(Labeling and segmentation records)
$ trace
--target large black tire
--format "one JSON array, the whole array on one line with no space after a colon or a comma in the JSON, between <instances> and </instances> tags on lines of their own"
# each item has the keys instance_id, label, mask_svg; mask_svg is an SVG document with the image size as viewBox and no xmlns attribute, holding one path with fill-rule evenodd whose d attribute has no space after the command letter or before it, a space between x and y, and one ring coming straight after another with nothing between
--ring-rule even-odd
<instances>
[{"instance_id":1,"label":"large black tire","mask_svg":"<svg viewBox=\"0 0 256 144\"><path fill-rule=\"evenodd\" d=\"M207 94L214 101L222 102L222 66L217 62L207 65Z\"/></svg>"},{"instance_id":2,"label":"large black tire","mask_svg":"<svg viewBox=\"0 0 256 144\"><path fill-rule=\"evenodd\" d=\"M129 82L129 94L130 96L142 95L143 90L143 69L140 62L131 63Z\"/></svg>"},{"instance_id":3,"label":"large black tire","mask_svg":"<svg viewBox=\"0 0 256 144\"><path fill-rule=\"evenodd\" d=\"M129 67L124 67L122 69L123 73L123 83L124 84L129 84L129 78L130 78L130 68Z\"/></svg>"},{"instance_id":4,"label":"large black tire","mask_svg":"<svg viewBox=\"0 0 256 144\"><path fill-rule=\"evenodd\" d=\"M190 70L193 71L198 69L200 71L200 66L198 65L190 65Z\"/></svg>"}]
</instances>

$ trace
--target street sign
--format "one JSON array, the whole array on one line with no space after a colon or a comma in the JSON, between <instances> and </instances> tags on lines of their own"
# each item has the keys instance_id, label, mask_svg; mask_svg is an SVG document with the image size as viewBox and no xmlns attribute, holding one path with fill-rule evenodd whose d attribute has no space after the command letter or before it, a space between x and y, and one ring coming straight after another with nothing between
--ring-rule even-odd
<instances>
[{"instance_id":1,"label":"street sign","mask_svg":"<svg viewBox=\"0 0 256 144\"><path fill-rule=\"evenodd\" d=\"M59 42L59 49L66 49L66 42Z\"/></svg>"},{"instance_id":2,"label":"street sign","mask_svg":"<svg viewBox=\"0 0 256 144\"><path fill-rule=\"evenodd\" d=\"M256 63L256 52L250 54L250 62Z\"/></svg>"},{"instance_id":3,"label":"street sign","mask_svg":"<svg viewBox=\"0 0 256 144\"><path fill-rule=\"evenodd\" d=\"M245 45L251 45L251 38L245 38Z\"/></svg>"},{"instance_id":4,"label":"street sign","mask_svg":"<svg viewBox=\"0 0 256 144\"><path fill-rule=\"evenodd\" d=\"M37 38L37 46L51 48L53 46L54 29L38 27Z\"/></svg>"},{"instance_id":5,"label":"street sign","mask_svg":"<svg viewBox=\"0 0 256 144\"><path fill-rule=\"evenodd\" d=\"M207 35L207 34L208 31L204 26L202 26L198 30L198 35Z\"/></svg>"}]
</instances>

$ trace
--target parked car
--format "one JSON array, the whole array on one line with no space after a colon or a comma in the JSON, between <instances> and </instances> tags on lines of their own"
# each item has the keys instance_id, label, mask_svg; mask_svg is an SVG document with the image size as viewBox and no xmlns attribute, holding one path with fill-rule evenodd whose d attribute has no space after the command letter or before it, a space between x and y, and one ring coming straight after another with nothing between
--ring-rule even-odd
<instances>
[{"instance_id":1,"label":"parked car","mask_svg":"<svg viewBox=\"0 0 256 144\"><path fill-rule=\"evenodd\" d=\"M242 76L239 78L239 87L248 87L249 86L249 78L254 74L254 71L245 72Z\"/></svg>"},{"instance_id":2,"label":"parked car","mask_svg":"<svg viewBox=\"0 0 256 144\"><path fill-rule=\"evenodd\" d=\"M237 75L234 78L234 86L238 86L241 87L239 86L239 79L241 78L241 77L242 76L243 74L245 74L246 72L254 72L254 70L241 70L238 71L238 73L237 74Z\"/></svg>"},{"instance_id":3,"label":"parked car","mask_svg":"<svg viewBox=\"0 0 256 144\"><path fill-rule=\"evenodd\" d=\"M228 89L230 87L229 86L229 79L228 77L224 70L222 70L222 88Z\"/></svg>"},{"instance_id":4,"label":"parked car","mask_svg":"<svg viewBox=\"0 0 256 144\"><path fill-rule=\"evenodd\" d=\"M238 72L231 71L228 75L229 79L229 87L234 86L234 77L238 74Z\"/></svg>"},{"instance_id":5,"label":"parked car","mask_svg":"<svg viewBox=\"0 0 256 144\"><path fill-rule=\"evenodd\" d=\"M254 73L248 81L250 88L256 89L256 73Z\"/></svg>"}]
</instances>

EXERCISE: Report each line of the records above that contains the string "target", reproducing every such line in full.

EXPECTED ANSWER:
--target large black tire
--target street sign
--target parked car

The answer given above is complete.